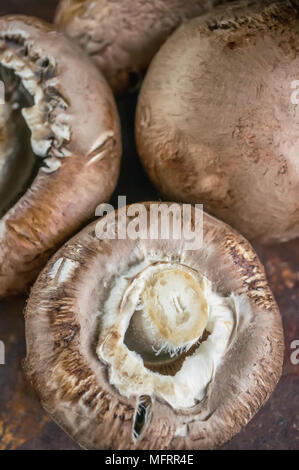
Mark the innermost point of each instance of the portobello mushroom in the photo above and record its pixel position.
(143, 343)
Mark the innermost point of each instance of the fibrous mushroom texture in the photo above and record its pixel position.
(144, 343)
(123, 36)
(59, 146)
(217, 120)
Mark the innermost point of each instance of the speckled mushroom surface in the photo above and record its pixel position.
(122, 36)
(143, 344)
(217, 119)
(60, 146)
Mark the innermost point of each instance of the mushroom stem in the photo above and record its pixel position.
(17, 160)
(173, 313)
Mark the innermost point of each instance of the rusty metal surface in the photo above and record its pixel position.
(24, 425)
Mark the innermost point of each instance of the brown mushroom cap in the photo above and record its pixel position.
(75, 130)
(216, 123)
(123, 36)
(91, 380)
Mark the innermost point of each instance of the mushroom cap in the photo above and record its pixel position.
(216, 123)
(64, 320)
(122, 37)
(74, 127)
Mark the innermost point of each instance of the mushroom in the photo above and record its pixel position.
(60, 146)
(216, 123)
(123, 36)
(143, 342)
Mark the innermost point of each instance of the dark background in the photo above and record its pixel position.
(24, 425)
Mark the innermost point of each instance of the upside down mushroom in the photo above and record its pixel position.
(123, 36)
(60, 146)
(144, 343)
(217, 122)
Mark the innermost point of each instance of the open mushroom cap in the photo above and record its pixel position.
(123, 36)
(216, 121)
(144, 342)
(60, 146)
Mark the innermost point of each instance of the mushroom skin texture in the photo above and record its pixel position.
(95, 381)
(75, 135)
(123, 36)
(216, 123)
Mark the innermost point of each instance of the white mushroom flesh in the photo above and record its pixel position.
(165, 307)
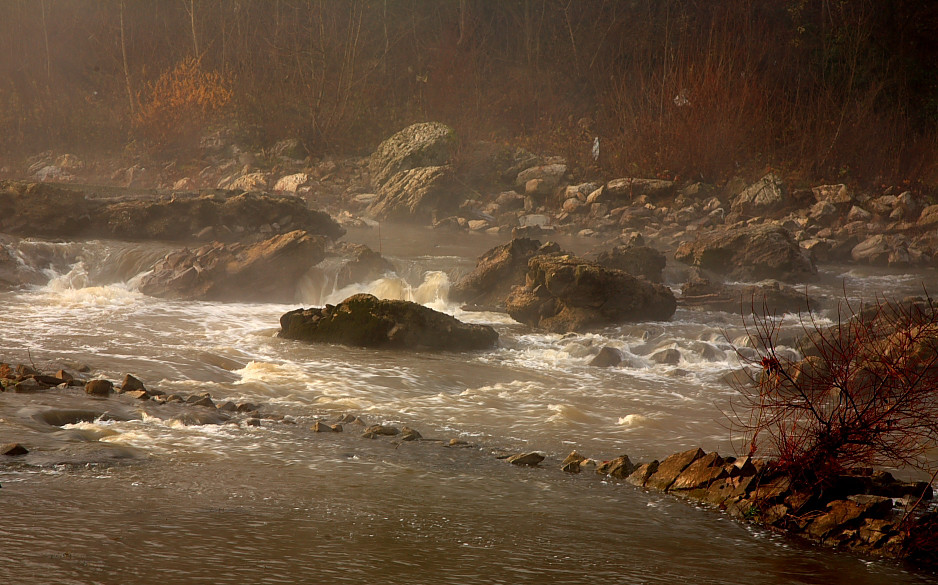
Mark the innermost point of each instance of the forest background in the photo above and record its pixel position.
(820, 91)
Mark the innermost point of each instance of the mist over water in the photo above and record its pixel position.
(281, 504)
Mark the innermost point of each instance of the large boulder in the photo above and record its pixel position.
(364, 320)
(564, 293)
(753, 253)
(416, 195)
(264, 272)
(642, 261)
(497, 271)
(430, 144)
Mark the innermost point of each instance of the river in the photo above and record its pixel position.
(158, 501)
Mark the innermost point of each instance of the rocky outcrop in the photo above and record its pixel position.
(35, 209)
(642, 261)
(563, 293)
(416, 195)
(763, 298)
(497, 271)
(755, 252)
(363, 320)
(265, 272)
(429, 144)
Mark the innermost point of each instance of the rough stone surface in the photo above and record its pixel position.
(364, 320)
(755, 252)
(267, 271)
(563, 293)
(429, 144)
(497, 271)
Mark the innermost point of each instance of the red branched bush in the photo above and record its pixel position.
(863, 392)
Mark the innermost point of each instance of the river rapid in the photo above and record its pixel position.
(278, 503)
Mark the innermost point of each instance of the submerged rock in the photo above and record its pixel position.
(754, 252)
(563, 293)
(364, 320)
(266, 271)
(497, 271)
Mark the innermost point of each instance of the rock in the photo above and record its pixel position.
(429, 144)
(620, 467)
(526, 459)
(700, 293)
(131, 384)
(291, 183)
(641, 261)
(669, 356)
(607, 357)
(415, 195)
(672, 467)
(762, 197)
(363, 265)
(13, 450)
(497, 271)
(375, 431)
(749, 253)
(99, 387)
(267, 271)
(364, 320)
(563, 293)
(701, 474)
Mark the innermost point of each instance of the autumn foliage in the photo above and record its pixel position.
# # #
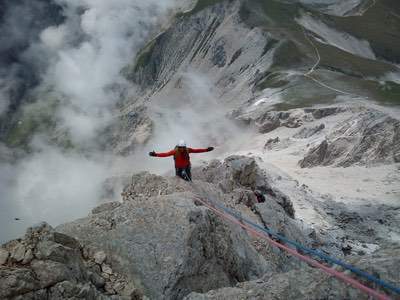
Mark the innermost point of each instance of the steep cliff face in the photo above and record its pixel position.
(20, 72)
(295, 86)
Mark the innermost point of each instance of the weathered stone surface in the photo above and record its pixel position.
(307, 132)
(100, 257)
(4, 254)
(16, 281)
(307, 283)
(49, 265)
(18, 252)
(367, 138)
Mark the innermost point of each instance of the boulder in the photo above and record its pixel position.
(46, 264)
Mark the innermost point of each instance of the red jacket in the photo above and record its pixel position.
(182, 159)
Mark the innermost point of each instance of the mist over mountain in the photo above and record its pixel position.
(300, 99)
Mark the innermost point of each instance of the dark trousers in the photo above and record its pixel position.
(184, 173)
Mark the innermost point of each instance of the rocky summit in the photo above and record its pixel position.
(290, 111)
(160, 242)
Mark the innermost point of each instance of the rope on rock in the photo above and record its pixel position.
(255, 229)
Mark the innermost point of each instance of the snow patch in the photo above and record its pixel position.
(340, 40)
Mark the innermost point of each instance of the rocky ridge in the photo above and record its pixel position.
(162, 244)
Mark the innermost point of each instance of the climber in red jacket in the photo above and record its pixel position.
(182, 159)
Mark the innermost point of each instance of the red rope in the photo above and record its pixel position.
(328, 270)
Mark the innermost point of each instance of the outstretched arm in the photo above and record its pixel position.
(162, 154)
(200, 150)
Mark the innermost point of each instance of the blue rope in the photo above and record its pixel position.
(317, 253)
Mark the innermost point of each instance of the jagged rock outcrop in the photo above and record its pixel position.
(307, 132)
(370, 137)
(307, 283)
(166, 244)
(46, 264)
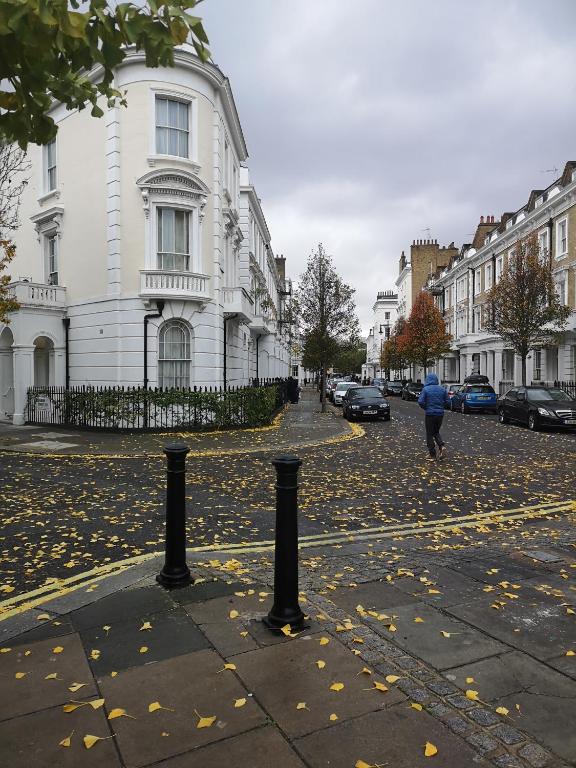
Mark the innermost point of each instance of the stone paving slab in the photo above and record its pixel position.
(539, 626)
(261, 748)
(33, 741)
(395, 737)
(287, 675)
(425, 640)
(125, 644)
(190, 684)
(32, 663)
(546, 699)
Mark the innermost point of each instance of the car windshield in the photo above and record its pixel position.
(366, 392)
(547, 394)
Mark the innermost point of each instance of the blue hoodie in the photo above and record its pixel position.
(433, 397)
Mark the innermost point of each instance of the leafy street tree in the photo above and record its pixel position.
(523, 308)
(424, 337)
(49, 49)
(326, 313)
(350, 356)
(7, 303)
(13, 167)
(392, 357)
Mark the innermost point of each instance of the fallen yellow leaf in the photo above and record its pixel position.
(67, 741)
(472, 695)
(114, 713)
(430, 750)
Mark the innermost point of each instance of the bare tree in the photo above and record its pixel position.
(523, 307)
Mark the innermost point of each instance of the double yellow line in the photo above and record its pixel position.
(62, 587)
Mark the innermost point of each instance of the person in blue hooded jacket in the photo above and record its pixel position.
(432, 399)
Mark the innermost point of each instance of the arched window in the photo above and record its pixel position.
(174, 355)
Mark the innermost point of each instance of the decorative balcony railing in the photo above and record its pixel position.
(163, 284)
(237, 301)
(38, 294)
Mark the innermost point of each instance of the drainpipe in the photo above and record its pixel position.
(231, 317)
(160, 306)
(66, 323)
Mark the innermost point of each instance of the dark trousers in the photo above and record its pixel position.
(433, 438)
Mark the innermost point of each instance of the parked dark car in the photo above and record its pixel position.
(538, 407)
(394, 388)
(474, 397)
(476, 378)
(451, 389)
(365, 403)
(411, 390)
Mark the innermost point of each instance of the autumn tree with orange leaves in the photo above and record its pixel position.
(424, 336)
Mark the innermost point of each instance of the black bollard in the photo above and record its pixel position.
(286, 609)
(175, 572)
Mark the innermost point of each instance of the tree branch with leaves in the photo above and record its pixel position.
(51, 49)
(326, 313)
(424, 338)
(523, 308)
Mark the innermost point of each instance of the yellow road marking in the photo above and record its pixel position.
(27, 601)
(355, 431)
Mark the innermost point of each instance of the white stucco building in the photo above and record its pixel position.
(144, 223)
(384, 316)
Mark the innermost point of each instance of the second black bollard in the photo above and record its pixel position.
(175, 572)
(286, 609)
# # #
Requirements: List every line of the data above that contains the word "rocky".

Response:
Mark the innermost point of each instance of the rocky outcrop in the photo above and record its pixel position.
Mark the innermost point of each instance of the rocky summit in the photo above and record its pixel position.
Mark the innermost point of each instance of the rocky ridge in the photo above and record its pixel position.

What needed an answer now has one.